### [STATED GOAL]
Retype the part of the code excerpt that begins at the words "((60000, 23), (60000,))" and stops after "cv = StratifiedShuffleSplit(**cv_params)".

X_columns = [column for column in train_preproc.columns if column != 'target' and 'NaN' not in column]
X, y = train_preproc[X_columns], train_preproc.target

train_params = {
    'random_state': 1, 
    'solver': 'lbfgs', 
    'max_iter': 2020, 
    'verbose': 0,
    'n_jobs': 1
}
log_model = LogisticRegression(**train_params)
log_model.fit(X, y)
X *= abs(log_model.coef_[0])

In [36]:
compresed_xy = None
for tr_ind, val_ind in StratifiedKFold(10, shuffle=True, random_state=123).split(X, y):
    compresed_xy = (X.iloc[val_ind], y.iloc[val_ind])
    break
compresed_xy[0].shape, compresed_xy[1].shape

((60000, 23), (60000,))

In [37]:
train_params = {'n_neighbors': 188, 'p': 2, 'weights': 'uniform'}

cv_params = {
    'n_splits': 1,
    'test_size': 0.2,
    'random_state': 123,
}
cv = StratifiedShuffleSplit(**cv_params)

Entries from a point annotation set:

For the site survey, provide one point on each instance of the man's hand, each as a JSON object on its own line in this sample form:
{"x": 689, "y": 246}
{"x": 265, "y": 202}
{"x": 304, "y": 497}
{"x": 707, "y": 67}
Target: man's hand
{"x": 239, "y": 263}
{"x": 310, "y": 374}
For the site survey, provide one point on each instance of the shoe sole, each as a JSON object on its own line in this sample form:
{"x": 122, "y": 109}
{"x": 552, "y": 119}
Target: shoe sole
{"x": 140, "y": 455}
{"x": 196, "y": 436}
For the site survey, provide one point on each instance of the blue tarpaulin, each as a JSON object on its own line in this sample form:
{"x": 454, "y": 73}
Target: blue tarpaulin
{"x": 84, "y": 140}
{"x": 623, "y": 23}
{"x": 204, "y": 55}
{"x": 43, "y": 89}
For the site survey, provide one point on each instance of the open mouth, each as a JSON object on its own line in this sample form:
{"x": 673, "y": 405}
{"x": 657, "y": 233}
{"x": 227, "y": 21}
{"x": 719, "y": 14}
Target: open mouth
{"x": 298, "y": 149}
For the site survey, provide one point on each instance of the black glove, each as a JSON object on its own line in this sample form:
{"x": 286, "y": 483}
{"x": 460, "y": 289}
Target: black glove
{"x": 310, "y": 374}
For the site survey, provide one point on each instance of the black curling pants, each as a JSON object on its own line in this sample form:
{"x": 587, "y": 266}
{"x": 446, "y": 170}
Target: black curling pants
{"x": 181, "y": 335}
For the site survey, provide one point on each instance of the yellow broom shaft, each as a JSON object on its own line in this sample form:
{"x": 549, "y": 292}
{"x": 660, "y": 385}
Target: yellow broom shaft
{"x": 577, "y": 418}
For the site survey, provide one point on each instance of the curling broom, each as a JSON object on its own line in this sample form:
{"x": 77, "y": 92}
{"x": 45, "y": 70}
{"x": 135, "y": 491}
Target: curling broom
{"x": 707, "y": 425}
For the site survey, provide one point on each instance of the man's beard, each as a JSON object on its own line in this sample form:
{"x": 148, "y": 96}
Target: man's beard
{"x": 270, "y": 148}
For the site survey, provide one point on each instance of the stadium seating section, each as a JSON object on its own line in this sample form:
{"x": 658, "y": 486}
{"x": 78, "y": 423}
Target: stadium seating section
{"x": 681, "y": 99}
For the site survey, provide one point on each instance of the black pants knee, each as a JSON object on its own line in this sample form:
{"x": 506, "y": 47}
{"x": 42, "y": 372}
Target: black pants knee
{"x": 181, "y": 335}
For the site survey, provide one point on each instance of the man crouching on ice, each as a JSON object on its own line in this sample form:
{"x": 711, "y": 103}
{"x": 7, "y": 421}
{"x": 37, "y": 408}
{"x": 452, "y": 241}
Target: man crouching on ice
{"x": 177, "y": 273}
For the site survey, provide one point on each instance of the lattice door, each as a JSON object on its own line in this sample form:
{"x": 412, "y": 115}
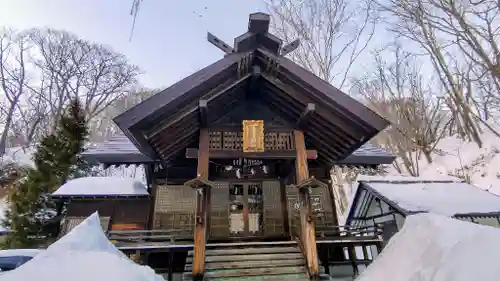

### [EXERCISE SOLUTION]
((60000, 23), (60000,))

In [37]:
train_params = {'n_neighbors': 188, 'p': 2, 'weights': 'uniform'}

cv_params = {
    'n_splits': 1,
    'test_size': 0.2,
    'random_state': 123,
}
cv = StratifiedShuffleSplit(**cv_params)